[Stored items]
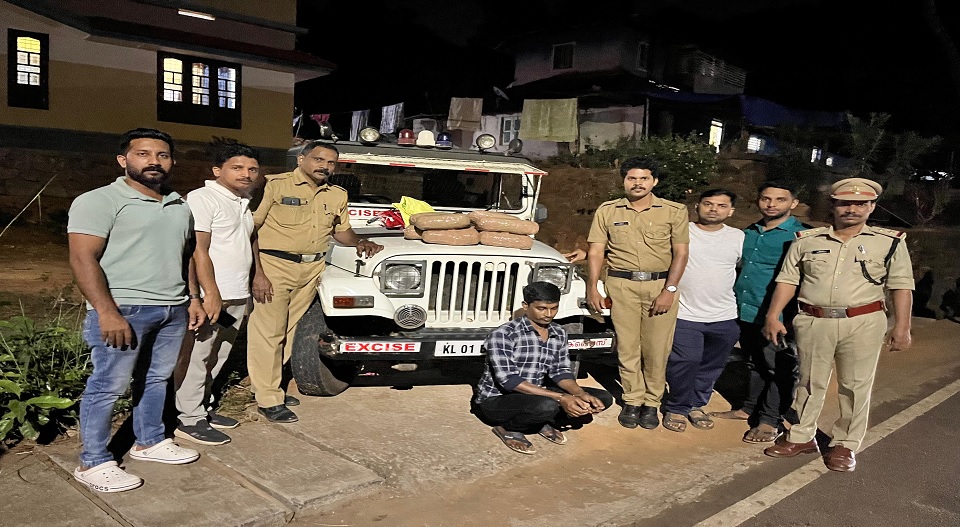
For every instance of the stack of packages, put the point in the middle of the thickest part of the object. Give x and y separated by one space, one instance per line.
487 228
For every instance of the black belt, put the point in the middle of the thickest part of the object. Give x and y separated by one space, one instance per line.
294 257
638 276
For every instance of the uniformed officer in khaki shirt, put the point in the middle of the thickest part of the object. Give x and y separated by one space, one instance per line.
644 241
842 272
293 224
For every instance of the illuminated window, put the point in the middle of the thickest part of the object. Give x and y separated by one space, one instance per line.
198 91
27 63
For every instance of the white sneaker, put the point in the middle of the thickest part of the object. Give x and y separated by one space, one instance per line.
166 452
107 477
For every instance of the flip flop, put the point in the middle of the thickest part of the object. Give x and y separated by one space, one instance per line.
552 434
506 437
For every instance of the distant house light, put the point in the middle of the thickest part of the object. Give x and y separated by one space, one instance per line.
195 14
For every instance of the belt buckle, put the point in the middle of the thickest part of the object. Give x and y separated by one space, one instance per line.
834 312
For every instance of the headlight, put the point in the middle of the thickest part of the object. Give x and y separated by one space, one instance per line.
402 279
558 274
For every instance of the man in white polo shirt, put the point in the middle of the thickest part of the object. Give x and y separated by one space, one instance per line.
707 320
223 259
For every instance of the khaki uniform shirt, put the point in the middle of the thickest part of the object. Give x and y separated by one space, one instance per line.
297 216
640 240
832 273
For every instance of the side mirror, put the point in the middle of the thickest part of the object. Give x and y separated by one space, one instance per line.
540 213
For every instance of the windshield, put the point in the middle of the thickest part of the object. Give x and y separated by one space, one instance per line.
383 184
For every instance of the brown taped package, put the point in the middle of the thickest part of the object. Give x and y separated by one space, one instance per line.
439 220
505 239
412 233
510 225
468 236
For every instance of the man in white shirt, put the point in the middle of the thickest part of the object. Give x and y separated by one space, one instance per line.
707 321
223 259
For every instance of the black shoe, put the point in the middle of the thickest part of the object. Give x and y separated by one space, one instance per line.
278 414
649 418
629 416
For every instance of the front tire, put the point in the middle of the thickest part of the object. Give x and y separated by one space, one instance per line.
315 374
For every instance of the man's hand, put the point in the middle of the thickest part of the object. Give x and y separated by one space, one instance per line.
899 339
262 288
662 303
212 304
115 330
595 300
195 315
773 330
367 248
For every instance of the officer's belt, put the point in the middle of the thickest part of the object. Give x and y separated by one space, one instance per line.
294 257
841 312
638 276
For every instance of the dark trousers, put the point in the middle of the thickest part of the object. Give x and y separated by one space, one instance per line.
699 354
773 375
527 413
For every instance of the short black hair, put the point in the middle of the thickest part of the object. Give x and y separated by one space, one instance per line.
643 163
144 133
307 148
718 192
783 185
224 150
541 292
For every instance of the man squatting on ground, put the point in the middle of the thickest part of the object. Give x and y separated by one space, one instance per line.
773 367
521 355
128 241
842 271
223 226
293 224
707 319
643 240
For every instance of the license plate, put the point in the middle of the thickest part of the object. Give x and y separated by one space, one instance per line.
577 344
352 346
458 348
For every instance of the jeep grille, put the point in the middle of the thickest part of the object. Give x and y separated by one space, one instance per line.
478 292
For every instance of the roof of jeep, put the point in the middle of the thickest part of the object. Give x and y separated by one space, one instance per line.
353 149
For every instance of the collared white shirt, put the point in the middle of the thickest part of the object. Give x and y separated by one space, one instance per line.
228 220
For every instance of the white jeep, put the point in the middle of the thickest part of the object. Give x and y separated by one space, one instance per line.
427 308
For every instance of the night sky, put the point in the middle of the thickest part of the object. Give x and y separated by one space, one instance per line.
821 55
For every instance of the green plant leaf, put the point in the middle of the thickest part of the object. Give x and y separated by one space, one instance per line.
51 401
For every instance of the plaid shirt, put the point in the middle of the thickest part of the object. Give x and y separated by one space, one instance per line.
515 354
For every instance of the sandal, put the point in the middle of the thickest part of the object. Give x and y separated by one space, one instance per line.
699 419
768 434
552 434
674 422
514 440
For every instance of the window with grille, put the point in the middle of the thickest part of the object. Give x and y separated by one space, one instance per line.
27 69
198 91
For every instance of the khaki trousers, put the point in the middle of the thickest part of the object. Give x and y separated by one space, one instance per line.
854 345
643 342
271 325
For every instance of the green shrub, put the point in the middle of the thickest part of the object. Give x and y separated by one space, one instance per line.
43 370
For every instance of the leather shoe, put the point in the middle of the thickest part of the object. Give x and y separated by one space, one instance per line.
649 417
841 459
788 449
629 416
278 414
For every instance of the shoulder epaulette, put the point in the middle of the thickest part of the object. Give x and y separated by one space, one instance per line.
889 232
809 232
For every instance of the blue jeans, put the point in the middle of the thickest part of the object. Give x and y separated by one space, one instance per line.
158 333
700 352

* Exercise directions
Take the entries shown above and quote them verbatim, passing over the pictures.

* The solution
For every instance of the stack of packages, put the point in the middle of the thickest part of the object. Give x and y separated by one space, one instance per line.
487 228
For every instance of the black belt, put the point in the middle of the thickest part of the object. Give x and y separated by one space, one instance per line.
294 257
638 276
For every instance of the uniformed officer in khaki shirt, put the point in the middle of the thickest part of the object. Give x and y separated by one space, one instance per line.
644 241
842 272
293 224
For every instance of the illuminated window, put the point in the middle of the thickest part of the object. Give x and y separated by one space, one instance per line.
198 91
27 63
For every instance of the white sneaker, put the point in the middle of the thickest part of the object. Give x and y separated by one space, one instance per line.
166 452
107 477
For every instance of the flip flop, put the point in the middle of the thickest part of the object. Give x and y separated by one space, one instance per line.
552 434
506 437
For every instance of the distant house light, put the point in the middle of the thickest part of the object. Give x and y separated by one space, one instance per line.
195 14
For every instance of the belt buckle, put the point in the middle of the thickest part of the object. Give x and y separated by one space, one instance per line.
834 312
For every instance of the headlight, put the point in the middle of the thickest part of the object. Give x and y separated by one space, one instance per line.
402 279
558 274
For every instance of the man in white polo shirt, put the point in the middle of the thickest part of the object. Give x and y separated by one space, one instance per line.
707 320
223 259
For every instance of the khaki uniform shirt, put the point in the middle of the thickest part of the object. Give x and y separated by one space, one instance per line.
297 216
640 240
832 273
For every instance of the side mirror, put the point in the middle of the thickest part of the object. Give x and y separated by one space, one instance per line.
540 213
For every instance of the windshield, put the point in the middle of the thickest part of the object. Give x and y separated by one space, one instance per line.
383 184
For every instance of the brown taped package, put the point in the middle of the thickest part of the object. Give x and y separated by one space, one instance per line.
439 220
505 239
412 233
510 225
468 236
For every instance of the man in white shirt, put the point in the middle of the thickest part of the object. Give x and y separated by one space, one instance per line.
707 321
223 259
For every instance of the black shoe, put the point in the middle of the thickest part of the object. Give x and y separated by one space, one instance per line.
278 414
649 418
629 416
For every instance of the front tire, put the point in the middle of the thickest part of the object. Give x and y separated by one space, one instance per line.
315 374
For every instance of the man's hand, put the point in the middle of the thickest part of the object. Give x and y separated by one space, one instance per line.
899 339
262 288
662 303
212 304
115 330
595 300
195 315
773 330
367 248
For every instance of the officer's belt, put the point in the middle of the thickest part of the object. Give x and y separated by one space, one instance per line.
294 257
841 312
638 276
For every instance of the dark trousers, put the point in the middle of the thickest part of the object. Give x and y separated by one space, one instance per line.
699 354
773 375
527 413
For every instance of the short black hair, put the point in the middle of the thickest part of the object. Give x and y separated by one space, one instance per line.
643 163
144 133
307 148
718 192
783 185
224 150
541 292
For every instance of the man squatting on ground, put the point in the middle of the thickest part of the object. Give x and y separated by one space, one instance per line.
773 367
521 355
128 241
842 271
223 226
293 224
707 319
643 240
For every instance of the license plate, put the point in the middle of the thickest part of the object. Give x and y separated by one space, one instance per line.
577 344
352 346
458 348
For every instance of the jeep grille, put the point in the middle of the thickest part of the object. Give x and y separated by one space, one instance per line.
478 292
For every instance of the roof of jeep, put the point in the middle of the thickest part of the object. Give x and y separated by one space, one instance per line.
353 149
For every instance of the collared white shirt, put the point in the middle of the thickest part of the object. Give x and y separated by one space, one instance per line.
228 220
For every instance of the white jeep, put the point in the middle of the thickest part of the object. Give x and y separated by one space, one instance per line.
427 308
For every instance of the night sky, put the point in the middle of the thickest part of the object. Give x and y separated by one space, one instance per line.
821 55
For every instance of the green plant leaf, put the point in the middle of the thickest part of the object. Give x and y separated by one space, one instance per line.
51 401
For every instance of the plaid shirt, put the point in the middle of the thickest part of the object. Give x and y separated by one space, one instance per line.
515 354
For every instance of the sandal, put the point in the middle of the thickest part of the object. Give x and y separated by one space, one instance per line.
699 419
768 434
552 434
674 422
514 440
For every instance of the window with grille, put the point in the middle of the thickest part of the object. Give x and y separated by one space, one instance per line.
27 69
198 91
For every instance of the khaki trousers, put the point in the middle of the thickest part of the object. Give x and y separated by one space, one instance per line.
854 345
643 342
271 325
For every instance of the green shrub, put the point in the middle of the thickest part of the object. Give x and y separated by one space, one instance per line.
43 370
For every instance of the leather shoe, put the point in the middle of the thickest part of the object. Give x and y separated by one space, one instance per line.
649 417
841 459
788 449
629 416
278 414
For every instance of the shoulder epaulette, put the point in the middle of the thickest part of the object. Give x and y separated by one space, one instance per line.
889 232
809 232
For every instance of the blue jeans, put the point in the middle of the thickest part of the object. Give x and y separated by one space, one instance per line.
158 333
700 352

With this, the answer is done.